Archbishop reveals ways to grow in prayer

Nissa LaPoint

The best way for faithful to speak to God is to open their hearts to him, sharing their desires and seeking graces, Archbishop Samuel Aquila said.

“It’s entering into that union and a conversation like we have with one another,” the archbishop said about prayer. “The Catechism of the Catholic Church teaches us that prayer is really the lifting up of our hearts to God. And it’s, in the words of St. Thérèse of Lisieux, a gaze at God or a movement within our hearts to speak heart-to-heart with the Lord.”

Archbishop Aquila spoke about prayer in a series of podcasts released this month shared by a new local ministry called Ask a Bishop. Anand Bheemarasetti and his wife, Lindsey, of St. Catherine of Siena Parish, launched what they describe as a “digital school of life and faith,” designed to share bishops’ answers to faith queries through multimedia.

In one podcast the archbishop said faithful can learn about prayer from the Gospels.

“We are told in the Gospel that Jesus would often go to a quiet place to pray and to truly be in communion with the Father,” the archbishop said in the podcast titled “Should You Pray to Jesus or God the Father?”

### Dataset records
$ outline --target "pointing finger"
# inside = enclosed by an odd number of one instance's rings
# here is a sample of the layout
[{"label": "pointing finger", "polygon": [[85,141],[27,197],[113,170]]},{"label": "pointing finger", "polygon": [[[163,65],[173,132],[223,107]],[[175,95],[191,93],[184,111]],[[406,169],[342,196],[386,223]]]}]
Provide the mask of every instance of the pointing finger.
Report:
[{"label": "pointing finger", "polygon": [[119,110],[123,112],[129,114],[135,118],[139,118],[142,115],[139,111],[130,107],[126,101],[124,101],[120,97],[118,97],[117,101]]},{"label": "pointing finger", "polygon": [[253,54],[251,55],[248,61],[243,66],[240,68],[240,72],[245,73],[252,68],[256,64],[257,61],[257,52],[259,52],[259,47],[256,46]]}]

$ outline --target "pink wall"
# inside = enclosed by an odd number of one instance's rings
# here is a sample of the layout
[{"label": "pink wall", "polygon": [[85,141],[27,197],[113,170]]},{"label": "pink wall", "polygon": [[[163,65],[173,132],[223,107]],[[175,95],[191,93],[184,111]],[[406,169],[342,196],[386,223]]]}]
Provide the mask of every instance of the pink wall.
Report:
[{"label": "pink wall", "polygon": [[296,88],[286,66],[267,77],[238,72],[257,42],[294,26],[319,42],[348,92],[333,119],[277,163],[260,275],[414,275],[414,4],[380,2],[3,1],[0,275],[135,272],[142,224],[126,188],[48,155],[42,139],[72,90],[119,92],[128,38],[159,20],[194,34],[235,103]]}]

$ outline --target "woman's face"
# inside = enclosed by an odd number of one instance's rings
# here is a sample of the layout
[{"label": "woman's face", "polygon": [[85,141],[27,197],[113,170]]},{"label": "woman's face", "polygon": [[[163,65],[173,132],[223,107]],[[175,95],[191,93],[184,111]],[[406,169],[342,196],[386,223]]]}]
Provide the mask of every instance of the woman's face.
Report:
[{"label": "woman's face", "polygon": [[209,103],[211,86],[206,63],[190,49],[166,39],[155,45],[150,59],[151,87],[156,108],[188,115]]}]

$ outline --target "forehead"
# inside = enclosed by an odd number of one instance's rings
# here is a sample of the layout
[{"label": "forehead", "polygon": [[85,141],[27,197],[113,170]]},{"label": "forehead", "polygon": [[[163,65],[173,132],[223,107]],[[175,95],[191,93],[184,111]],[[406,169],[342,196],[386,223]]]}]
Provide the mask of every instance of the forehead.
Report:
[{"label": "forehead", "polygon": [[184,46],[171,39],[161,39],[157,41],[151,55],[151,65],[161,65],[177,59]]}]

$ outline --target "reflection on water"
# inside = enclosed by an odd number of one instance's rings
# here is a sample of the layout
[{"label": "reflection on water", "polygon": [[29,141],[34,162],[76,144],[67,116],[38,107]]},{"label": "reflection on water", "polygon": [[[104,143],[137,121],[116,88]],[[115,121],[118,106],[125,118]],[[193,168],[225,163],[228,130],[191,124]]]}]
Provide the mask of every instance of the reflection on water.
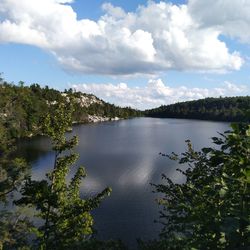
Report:
[{"label": "reflection on water", "polygon": [[[149,183],[161,182],[161,173],[174,181],[183,177],[176,172],[175,162],[159,155],[181,153],[184,141],[190,139],[195,149],[209,146],[209,138],[228,129],[228,123],[137,118],[118,122],[77,125],[80,154],[77,166],[83,165],[87,177],[81,185],[83,195],[95,194],[106,186],[113,189],[100,208],[93,213],[100,239],[120,238],[130,246],[136,238],[157,237],[160,225]],[[33,178],[44,178],[53,166],[49,140],[37,137],[19,143],[19,154],[33,167]]]}]

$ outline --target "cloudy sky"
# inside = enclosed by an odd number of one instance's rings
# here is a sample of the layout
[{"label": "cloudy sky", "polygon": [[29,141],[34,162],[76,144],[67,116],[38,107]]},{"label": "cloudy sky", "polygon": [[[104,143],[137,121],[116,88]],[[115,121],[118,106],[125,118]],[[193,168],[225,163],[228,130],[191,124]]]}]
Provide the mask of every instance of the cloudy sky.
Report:
[{"label": "cloudy sky", "polygon": [[139,109],[250,94],[249,0],[0,0],[0,72]]}]

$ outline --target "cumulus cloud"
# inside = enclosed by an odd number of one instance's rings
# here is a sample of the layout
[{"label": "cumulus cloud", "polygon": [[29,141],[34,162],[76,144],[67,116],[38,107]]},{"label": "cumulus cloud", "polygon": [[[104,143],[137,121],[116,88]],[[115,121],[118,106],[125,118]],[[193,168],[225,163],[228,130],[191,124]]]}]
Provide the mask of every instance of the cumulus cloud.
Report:
[{"label": "cumulus cloud", "polygon": [[129,87],[126,83],[119,84],[74,84],[77,91],[94,94],[105,101],[138,109],[155,108],[181,101],[191,101],[206,97],[235,96],[248,92],[245,85],[225,81],[217,88],[169,87],[161,79],[151,79],[145,87]]},{"label": "cumulus cloud", "polygon": [[224,35],[250,43],[250,1],[189,0],[188,8],[202,28],[212,27]]},{"label": "cumulus cloud", "polygon": [[[238,70],[243,64],[239,52],[229,51],[219,37],[247,41],[249,4],[245,9],[243,0],[190,0],[186,5],[149,1],[128,13],[106,3],[97,21],[79,20],[71,2],[1,0],[0,42],[37,46],[52,53],[64,69],[90,74],[221,72]],[[230,16],[232,10],[222,8],[223,3],[242,12]],[[238,29],[240,24],[243,30]]]}]

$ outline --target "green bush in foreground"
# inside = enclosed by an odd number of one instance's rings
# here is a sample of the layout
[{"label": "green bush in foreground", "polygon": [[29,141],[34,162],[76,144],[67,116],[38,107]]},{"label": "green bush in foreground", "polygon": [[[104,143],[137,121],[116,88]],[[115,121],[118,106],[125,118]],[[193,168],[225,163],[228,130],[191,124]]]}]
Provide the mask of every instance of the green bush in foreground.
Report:
[{"label": "green bush in foreground", "polygon": [[58,105],[53,114],[45,119],[45,134],[52,139],[55,161],[52,172],[46,180],[29,179],[17,202],[30,205],[39,212],[42,219],[39,227],[33,228],[39,249],[80,249],[90,239],[93,231],[91,211],[98,207],[101,200],[110,194],[106,188],[95,197],[82,199],[80,184],[86,176],[79,167],[68,183],[66,177],[78,155],[73,152],[77,137],[67,140],[66,131],[71,126],[71,111],[63,104]]},{"label": "green bush in foreground", "polygon": [[159,241],[141,249],[249,249],[250,246],[250,125],[213,137],[215,148],[196,152],[190,141],[181,156],[164,155],[188,164],[184,184],[163,175],[153,184],[162,198],[163,225]]}]

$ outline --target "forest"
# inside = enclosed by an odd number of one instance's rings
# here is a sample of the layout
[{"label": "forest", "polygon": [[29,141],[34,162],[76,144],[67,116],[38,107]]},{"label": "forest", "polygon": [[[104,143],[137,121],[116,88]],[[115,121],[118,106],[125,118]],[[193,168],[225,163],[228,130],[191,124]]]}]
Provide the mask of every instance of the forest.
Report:
[{"label": "forest", "polygon": [[[112,189],[106,187],[94,196],[81,196],[80,185],[87,174],[84,167],[79,166],[69,179],[79,157],[74,151],[78,138],[65,134],[73,122],[83,122],[88,112],[124,118],[141,113],[100,104],[99,99],[83,108],[79,106],[81,93],[61,93],[38,84],[26,87],[22,82],[15,86],[2,81],[0,96],[0,249],[128,249],[119,240],[95,238],[92,211],[103,199],[108,200]],[[248,110],[248,97],[220,99],[178,105],[188,110],[194,103],[215,107],[215,103],[226,100],[225,109],[237,106]],[[247,114],[243,120],[248,120]],[[26,159],[14,154],[15,139],[30,134],[47,136],[52,143],[54,166],[42,180],[32,179]],[[249,249],[249,123],[232,124],[230,131],[213,137],[212,143],[209,148],[195,151],[186,141],[187,151],[180,155],[161,153],[189,166],[185,171],[177,170],[186,182],[174,183],[163,174],[161,183],[151,183],[152,191],[161,197],[157,204],[162,230],[155,240],[138,240],[139,250]],[[34,223],[34,218],[40,223]]]},{"label": "forest", "polygon": [[41,121],[47,113],[53,113],[57,103],[71,103],[74,107],[73,122],[86,123],[89,115],[109,119],[141,116],[130,107],[121,108],[106,103],[94,95],[73,91],[60,92],[39,84],[25,86],[8,83],[0,78],[0,122],[10,136],[20,138],[41,134]]},{"label": "forest", "polygon": [[159,118],[186,118],[213,121],[248,121],[250,97],[205,98],[175,103],[146,110],[145,116]]}]

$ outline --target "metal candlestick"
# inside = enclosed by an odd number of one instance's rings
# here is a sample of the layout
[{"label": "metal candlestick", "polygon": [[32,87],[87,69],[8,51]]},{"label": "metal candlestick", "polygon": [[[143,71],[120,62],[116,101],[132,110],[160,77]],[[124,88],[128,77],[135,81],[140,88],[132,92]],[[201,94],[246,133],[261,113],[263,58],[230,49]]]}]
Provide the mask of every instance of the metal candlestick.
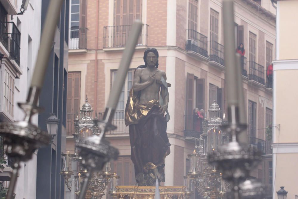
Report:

### Problem 1
Translate this sentence from the article on prayer into Spanish: "In one podcast the archbishop said faithful can learn about prayer from the Gospels."
### Problem 2
Pick up the article on the archbishop's teaching about prayer after its final sentence and write the next few paragraphs.

### Reply 1
En un pódcast, el arzobispo dijo que los fieles pueden aprender sobre la oración a partir de los Evangelios.

### Reply 2
He continued that Christ shows that the will of God was his deepest desire in prayer.

“So, too, are we called in prayer to conform our will to the Father,” he said. “And in teaching us to pray, Jesus reminded us to go into the quiet of our rooms and also taught us the great prayer of Our Father. That immediately teaches us that as his disciples, as we pray, our prayer is to be directed to the Father.”

And there’s more than one way to grow in prayer, he said, such as having gratitude for the beauty of creation.

“I remember when I was in college often times I’d be at the top of a mountain and it’d be a crisp clear day and I’d be getting ready to ski down the mountain,” Archbishop Aquila shared. “And I was just captured by the beauty of creation itself, and I would lift up my heart in gratitude to God for the gift of creation. … Beauty often times puts us in touch with the Lord.”

Reading Scripture and prayerfully considering how God is speaking to a person’s life and heart is key to growing in prayer.

“It’s important prior to that time to pray to the Holy Spirit and really ask the Holy Spirit, ‘Open my heart, help me to listen, grant me a heart that is receptive to your word,” the archbishop explained. “And by doing that and then prayerfully reading the Scripture, we’re more receptive and open to really hear the Lord speaking to us.”

Faithful can also learn to pray by reading the dialogue between Christ and characters in the Gospel.

“Often times we can learn to pray by looking at some of the dialogues of Jesus with others in Gospel. For example, with the apostles, with Peter, with the Samaritan woman,” he said. “It’s a very lengthy dialogue and a very beautiful dialogue and one that gradually leads her to faith. And prayer should always be leading us into a deeper faith, trust and confidence in God.”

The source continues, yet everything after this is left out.